— Taken en oefeningen —
a – Neem uit het fragment over vertelperspectieven letterlijk het stuk over van "De verteller in" tot en met "dan het hoofdpersonage.".
b – Beantwoord op basis van het fragment over vertelperspectieven de volgende vragen:
(i) Wat wordt er volgens het fragment met het vertelperspectief bedoeld?
(ii) Wanneer ziet men de verteller duidelijk naar voren komen?
(iii) Aan welk soort verhalen moet men denken bij de auctoriale vertelsituatie?

— Fragment —
---
Slide 25 - Tekstslide

Vertelperspectieven
Een belangrijk aspect van een verhaal is het gebruikte vertelperspectief, dus het personage dat het verhaal vertelt. Het is als het ware de positie van waaruit de lezer het verhaal waarneemt. Het boek spreekt tot de lezer en vertelt hem iets. Er kan daarom van een verteller gesproken worden. 
De verteller in een verhaal ziet men bijvoorbeeld duidelijk naar voren komen als een omgeving of situatie wordt omschreven. Ook kan de verteller verborgen zijn en lijkt het verhaal 'zichzelf te vertellen'.

Slide 26 - Tekstslide

Vier vertelperspectieven
  1. Een ik-figuur (eerste persoon). Die dan ofwel het verhaal beleeft ofwel erop terugkijkt en dus al meer weet over de afloop.
  2. Een hij-/zij-figuur (derde persoon). Die dan ofwel het verhaal beleeft (personele verteller) 
  3. Auctoriale vertelsituatie (alwetende verteller). De verteller staat er boven en maakt zelf geen deel uit van het verhaal. Denk aan sprookjes. De auctoriale verteller weet meer dan het hoofdpersonage. 
  4. Meerdere vertellers (Meervoudig perspectief). Waarbij je als lezer de gedachten en ervaringen van meerdere personenvervoer meekrijgt en daardoor een veel genuanceerder, rijker beeld van het verhaal krijgt.
---
— Uittreksel gegevens —
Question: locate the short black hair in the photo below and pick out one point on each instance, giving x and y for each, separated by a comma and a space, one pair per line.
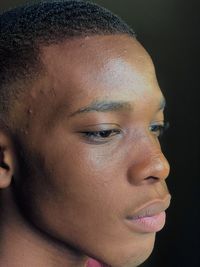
---
— Antwoorden per taak —
a –
De verteller in een verhaal ziet men bijvoorbeeld duidelijk naar voren komen als een omgeving of situatie wordt omschreven. Ook kan de verteller verborgen zijn en lijkt het verhaal 'zichzelf te vertellen'.

Slide 26 - Tekstslide

Vier vertelperspectieven
  1. Een ik-figuur (eerste persoon). Die dan ofwel het verhaal beleeft ofwel erop terugkijkt en dus al meer weet over de afloop.
  2. Een hij-/zij-figuur (derde persoon). Die dan ofwel het verhaal beleeft (personele verteller) 
  3. Auctoriale vertelsituatie (alwetende verteller). De verteller staat er boven en maakt zelf geen deel uit van het verhaal. Denk aan sprookjes. De auctoriale verteller weet meer dan het hoofdpersonage.

b –
(i) Het personage dat het verhaal vertelt.
(ii) Als een omgeving of situatie wordt omschreven.
(iii) Aan sprookjes.